• **YOUR INSTRUCTIONS**
Return the full listing below, unchanged.

• **DATA EXTRACT**
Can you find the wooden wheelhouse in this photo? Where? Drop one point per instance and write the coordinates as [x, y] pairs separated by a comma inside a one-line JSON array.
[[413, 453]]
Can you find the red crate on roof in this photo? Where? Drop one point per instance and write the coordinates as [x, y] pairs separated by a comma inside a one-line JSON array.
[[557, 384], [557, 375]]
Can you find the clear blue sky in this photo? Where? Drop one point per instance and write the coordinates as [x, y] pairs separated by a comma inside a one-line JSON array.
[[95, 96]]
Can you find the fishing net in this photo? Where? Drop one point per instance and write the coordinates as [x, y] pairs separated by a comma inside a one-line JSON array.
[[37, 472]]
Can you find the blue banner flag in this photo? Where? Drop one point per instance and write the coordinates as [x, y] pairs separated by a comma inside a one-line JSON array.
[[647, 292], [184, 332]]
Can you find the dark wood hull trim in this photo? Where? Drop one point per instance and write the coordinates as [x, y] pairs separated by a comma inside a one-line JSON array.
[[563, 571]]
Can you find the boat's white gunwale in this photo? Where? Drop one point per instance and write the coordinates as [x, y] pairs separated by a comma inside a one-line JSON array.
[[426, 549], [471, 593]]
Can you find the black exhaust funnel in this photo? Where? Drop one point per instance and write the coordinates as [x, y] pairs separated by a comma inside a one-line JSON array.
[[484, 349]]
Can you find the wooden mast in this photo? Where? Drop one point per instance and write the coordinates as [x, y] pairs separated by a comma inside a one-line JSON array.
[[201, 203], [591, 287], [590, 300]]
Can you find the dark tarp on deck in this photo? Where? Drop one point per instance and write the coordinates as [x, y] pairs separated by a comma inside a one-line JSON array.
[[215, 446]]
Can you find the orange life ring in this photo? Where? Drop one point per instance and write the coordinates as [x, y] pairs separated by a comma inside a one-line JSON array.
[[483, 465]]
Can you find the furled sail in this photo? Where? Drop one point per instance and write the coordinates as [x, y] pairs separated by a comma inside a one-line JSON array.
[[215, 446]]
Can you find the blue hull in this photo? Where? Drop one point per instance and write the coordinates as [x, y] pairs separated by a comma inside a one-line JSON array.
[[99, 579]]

• **OUTPUT OF THE TASK**
Can you find the wooden wheelhouse in this photo? Where? Drop one point per instance and write the coordinates as [x, y] pairs separated by a comma inside a one-line JSON array.
[[413, 453]]
Can you find the red crate on roof in this photo? Where? Drop one point per instance and write the coordinates as [x, y] pairs separated by a comma inside a one-line JSON array.
[[557, 384], [557, 375]]
Can you find the clear blue sky in this photo? Where? Drop one point per instance and write the coordinates as [x, y] pairs separated by a comma inside a one-line JSON array.
[[95, 96]]
Can you find the fishing net in this photo? Where? Drop one point per instance and write the coordinates as [x, y] pairs separated by a comma inside a one-line JSON array.
[[37, 472]]
Can you find the blue banner flag in this photo? Where? Drop one point per instance and write the coordinates as [x, y] pairs separated by a comma inside a one-line JSON array.
[[647, 292], [184, 332]]
Can you find the dark wood hull trim in this photo? Where? Drop one point per instance and write the coordinates as [x, y] pairs separated by a comma inside a one-line JSON array.
[[563, 571]]
Can you find the boat's white gunwale in this photo? Where? Drop one point per instance and write the coordinates as [x, y] pairs separated by a comma inside a one-line JSON array.
[[426, 549], [471, 593]]
Can you find the black exhaust funnel in this photo? Where? Drop one point per instance and write the coordinates as [x, y] pairs separated by a comma inside a one-line JSON array.
[[484, 349]]
Can you find the wooden mast in this photo? Where? Drop one point per instance and write the coordinates as [x, y] pairs separated by a comma inside a one-line JSON array.
[[201, 203], [591, 287], [590, 300]]
Can you find the dark tarp on deck in this photo? Where? Drop one point per instance and write the coordinates as [x, y] pairs separated by a comma inside a one-line JSON array.
[[215, 446]]
Can you find the orange life ring in this photo? Where? Drop one point per instance and write the coordinates as [x, y] pairs separated by a comma inside a one-line JSON array.
[[483, 465]]
Can you find the furled sail in this photo? Where? Drop one point per instance and write the coordinates as [x, y] pairs separated by a comma inside a one-line JSON array.
[[215, 446]]
Can you find the blue hull in this photo? Where? Drop one point per instance and write the coordinates as [x, y] pairs separated by a comma inside a one-line JSON array.
[[99, 579]]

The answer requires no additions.